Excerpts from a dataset

<<<<

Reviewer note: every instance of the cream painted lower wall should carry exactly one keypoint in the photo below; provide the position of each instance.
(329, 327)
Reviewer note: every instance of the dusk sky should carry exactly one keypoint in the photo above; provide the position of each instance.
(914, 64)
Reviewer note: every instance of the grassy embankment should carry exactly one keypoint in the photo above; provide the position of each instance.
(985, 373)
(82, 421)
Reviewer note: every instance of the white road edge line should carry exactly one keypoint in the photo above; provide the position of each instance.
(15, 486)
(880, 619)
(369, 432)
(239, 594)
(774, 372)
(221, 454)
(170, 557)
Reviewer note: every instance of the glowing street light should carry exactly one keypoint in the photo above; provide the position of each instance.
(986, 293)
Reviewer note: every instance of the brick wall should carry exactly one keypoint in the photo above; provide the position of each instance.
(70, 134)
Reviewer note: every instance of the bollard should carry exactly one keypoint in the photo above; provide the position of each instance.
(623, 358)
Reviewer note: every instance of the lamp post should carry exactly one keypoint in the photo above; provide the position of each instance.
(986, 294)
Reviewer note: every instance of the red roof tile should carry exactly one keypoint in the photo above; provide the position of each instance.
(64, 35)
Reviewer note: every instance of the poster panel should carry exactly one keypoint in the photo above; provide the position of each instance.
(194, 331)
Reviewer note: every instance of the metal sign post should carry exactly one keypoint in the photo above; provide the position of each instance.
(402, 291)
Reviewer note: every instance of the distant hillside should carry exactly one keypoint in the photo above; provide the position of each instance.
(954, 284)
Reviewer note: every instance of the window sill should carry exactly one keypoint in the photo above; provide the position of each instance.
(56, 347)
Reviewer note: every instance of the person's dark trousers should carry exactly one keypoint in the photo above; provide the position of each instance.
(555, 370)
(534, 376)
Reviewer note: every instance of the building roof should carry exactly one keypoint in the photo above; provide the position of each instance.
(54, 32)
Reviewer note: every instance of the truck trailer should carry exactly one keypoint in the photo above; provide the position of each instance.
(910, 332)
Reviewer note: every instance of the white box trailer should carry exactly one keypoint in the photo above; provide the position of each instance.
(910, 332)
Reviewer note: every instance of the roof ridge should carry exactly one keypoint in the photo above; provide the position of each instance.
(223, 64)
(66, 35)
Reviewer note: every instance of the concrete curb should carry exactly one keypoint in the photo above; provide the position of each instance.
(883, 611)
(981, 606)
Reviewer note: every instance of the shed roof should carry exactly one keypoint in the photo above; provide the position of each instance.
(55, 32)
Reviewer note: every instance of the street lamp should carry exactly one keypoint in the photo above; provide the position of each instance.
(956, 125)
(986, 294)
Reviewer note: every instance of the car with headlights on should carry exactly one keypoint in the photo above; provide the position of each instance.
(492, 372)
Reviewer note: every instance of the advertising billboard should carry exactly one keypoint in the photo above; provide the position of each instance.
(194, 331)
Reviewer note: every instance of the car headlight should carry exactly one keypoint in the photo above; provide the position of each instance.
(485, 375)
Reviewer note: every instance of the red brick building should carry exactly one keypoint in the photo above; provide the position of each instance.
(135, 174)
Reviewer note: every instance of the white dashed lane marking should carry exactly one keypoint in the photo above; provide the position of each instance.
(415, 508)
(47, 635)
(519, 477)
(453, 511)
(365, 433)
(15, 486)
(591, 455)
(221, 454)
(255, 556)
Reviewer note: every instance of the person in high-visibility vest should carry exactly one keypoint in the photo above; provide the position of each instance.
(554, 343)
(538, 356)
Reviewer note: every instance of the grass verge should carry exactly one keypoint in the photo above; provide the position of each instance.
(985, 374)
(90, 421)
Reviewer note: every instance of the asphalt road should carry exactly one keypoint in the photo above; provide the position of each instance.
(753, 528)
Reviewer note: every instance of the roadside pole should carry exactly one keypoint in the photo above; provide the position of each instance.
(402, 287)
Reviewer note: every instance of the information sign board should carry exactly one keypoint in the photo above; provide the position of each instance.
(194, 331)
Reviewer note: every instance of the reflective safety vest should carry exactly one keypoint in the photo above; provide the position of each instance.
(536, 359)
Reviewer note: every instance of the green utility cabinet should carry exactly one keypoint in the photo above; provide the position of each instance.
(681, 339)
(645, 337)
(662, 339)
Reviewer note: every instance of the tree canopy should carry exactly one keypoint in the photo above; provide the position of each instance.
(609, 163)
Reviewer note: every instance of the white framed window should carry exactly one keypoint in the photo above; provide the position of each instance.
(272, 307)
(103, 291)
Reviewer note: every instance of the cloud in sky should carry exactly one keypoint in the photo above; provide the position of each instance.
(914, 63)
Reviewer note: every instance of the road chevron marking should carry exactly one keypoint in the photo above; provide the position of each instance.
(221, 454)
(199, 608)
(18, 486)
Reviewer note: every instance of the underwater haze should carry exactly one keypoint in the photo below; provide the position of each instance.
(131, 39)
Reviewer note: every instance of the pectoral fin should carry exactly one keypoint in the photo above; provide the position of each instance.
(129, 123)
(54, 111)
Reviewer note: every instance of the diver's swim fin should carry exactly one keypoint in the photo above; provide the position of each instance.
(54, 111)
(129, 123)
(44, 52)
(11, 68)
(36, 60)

>>>>

## Task to carry out
Could you return the complete set of entries exactly?

## Result for this exercise
Reviewer note: every instance of the cream painted lower wall should carry exactly one keypoint in the photo below; provide the position of each instance.
(329, 327)
Reviewer note: every instance of the dusk sky should carry exactly one keypoint in the photo above; provide the position of each instance.
(914, 64)
Reviewer note: every instance of the grassy embankment should carry exactly one keypoint in the photo above; provide the position of each instance.
(985, 373)
(82, 421)
Reviewer note: every instance of the white road edge line should carry exactly one keypoint in the photo above; provide the position of each instance.
(15, 486)
(880, 619)
(369, 432)
(239, 594)
(774, 372)
(221, 454)
(170, 557)
Reviewer note: every instance of the glowing street light should carry exactly one keypoint in the photo above; provide the position of each instance.
(986, 293)
Reviewer note: every instance of the brick wall should carry exactly one keypoint in the photo above; provide the position of each instance.
(70, 134)
Reviewer note: every instance of the bollard should carry exactly one keypoint in the photo above; provide the position of each instance.
(623, 358)
Reviewer note: every instance of the lamp post should carry exactly one keypoint in the photo above; provide the position of each instance.
(986, 294)
Reviewer note: every instance of the red roof tile should carry exactly one keypoint in the photo above; provide the position of each instance.
(64, 35)
Reviewer note: every instance of the poster panel should carry exactly one keypoint in the photo above; provide the position of each instance.
(194, 331)
Reviewer note: every instance of the metal sign post should carry exactly one keypoint in the photo above; provide the position of each instance.
(402, 291)
Reviewer note: every instance of the distant hillside should carry exactly one keypoint in the photo above; provide the position of each instance.
(954, 284)
Reviewer note: every instance of the window sill should carry exactly one keypoint in the photo above; provide the position of each instance.
(56, 347)
Reviewer note: every instance of the person's dark trousers should carry exactly one keypoint in the photo above; provide the position of each instance.
(555, 370)
(534, 376)
Reviewer note: every instance of the building roof should carry exactly one keypoint in the photo above; provide the position of each instance.
(54, 32)
Reviewer note: every instance of the truck trailer should carry exactly one keypoint in the photo above; provide the position of each instance.
(910, 332)
Reviewer note: every instance of the white box trailer should carry exactly one keypoint in the photo above; provide the position of each instance.
(910, 332)
Reviewer note: every instance of the roof ridge should carry exactly one keypoint in the photo above; provide the position of each instance.
(223, 64)
(66, 35)
Reviewer note: every instance of the concrete curb should carry exactly one keypoint in the photo above; provide the position of each instance.
(883, 611)
(981, 606)
Reviewer note: every instance of the shed roof should carry exactly one keypoint in the photo above; provide the position of each instance.
(55, 32)
Reviewer note: every instance of the street lamp should carry exactly one keypoint in the photo above; provide the position of each instance.
(956, 125)
(986, 294)
Reviewer note: every instance of the car with headlights on should carry exactly one keypoint in the photo above; provide the position of each instance.
(492, 372)
Reviewer note: every instance of the advertising billboard should carry exactly one keypoint in the photo above; provide the position of each instance.
(194, 331)
Reviewer note: every instance of the car headlight should carry exactly one keypoint in the photo above; provide the position of each instance.
(485, 375)
Reviewer note: every instance of the red brick building should carry exactly one keypoint in the photo above; provide the position of each instance.
(135, 174)
Reviewer note: every instance of the white dashed lane marking should carry exactly one keypoint in the photo above; provide the position of each instance.
(415, 508)
(47, 635)
(519, 477)
(453, 511)
(365, 433)
(15, 486)
(591, 455)
(221, 454)
(255, 556)
Reviewer note: every instance of the person in high-visibility vest should carry exactly one keypoint in the photo above; provide the position of each instance.
(554, 343)
(538, 356)
Reviewer note: every instance of the grass verge should carry exactly one keypoint in the photo above; provide the position of each instance.
(985, 374)
(90, 421)
Reviewer note: every instance of the asphalt road should carry exactly one keypoint in the photo above; provide the position of each instance.
(753, 528)
Reviewer note: every instance of the roadside pole should carry exactly one keypoint in the photo above; provide the position of each instance.
(402, 287)
Reviewer note: every instance of the information sign board should carry exactly one keypoint in the photo above; provide the position of each instance.
(194, 331)
Reviewer note: every instance of the reflective safety vest should carry exactly one keypoint in the photo above; provide the position of each instance.
(536, 359)
Reviewer note: every instance of the green utility cabinet should carry exactly one keypoint in the photo above; provide the position of each instance.
(681, 339)
(645, 337)
(662, 339)
Reviewer note: every instance of the tree canopy should carry exactly one keypoint in the photo above; provide the position of each instance.
(609, 163)
Reviewer note: every instance of the white framed window should carry exactly one keypoint in the photo above; provide the position of each instance.
(272, 307)
(103, 291)
Reviewer note: every instance of the cloud in sky should carry exactly one keypoint in the photo above; provide the position of each instance.
(914, 63)
Reviewer note: every instance of the road chevron marking should carry exactly one keypoint in the photo above; provide the position of each instance.
(221, 454)
(199, 608)
(18, 486)
Reviewer note: every instance of the underwater haze should carry exactly one keypoint in the photo below; provide the position of each instance.
(131, 39)
Reviewer note: every instance of the pectoral fin should carry exactly one keypoint in the photo above; provide the position of each instance.
(129, 123)
(54, 111)
Reviewer note: every instance of the diver's swim fin should carry exactly one keypoint in the photo above; provide the position of each instance.
(54, 111)
(129, 123)
(44, 52)
(11, 68)
(36, 60)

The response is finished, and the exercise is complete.